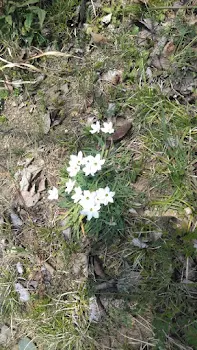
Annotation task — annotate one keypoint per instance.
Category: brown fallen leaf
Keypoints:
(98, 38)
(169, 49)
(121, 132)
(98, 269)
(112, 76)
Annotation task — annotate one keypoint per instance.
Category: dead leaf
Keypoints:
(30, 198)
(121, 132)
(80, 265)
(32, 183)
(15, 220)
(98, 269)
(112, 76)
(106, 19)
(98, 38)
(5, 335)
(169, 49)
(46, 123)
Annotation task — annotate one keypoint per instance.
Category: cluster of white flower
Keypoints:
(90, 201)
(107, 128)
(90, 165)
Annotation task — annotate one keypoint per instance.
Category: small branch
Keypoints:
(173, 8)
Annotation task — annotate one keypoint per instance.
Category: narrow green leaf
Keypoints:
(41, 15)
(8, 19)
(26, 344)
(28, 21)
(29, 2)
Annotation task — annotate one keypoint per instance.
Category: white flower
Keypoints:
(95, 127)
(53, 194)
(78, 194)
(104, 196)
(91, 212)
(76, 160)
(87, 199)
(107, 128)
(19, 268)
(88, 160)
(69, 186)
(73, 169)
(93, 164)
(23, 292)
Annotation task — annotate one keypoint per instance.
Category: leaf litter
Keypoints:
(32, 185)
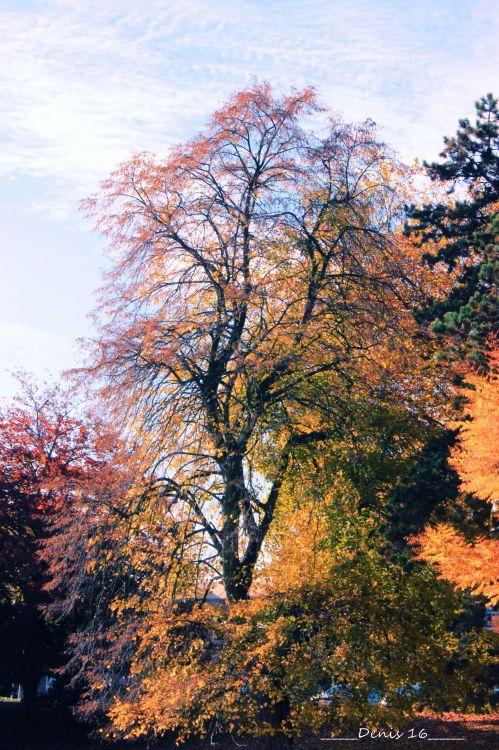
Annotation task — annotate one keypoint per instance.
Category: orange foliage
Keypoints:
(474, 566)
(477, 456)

━━━

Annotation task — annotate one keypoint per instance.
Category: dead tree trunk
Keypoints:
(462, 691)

━━━

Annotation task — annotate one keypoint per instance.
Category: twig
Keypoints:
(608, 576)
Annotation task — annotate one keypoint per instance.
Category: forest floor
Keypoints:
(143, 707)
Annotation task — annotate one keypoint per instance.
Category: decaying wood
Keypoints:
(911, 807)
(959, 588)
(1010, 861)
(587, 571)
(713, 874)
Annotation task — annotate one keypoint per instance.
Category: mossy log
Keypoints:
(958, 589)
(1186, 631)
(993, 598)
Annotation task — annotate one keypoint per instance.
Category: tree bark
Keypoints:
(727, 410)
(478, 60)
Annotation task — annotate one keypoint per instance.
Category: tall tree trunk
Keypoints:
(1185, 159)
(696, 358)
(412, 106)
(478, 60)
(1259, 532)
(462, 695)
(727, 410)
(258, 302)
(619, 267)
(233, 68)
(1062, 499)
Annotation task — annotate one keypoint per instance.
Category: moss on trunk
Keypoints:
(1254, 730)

━━━

◆ EXERCISE DIRECTIONS
Identify each line in the records above that contains the string "dead", and copy every such line. Case counts.

◆ ANSWER TO THIS PROBLEM
Category: dead leaf
Category: dead tree trunk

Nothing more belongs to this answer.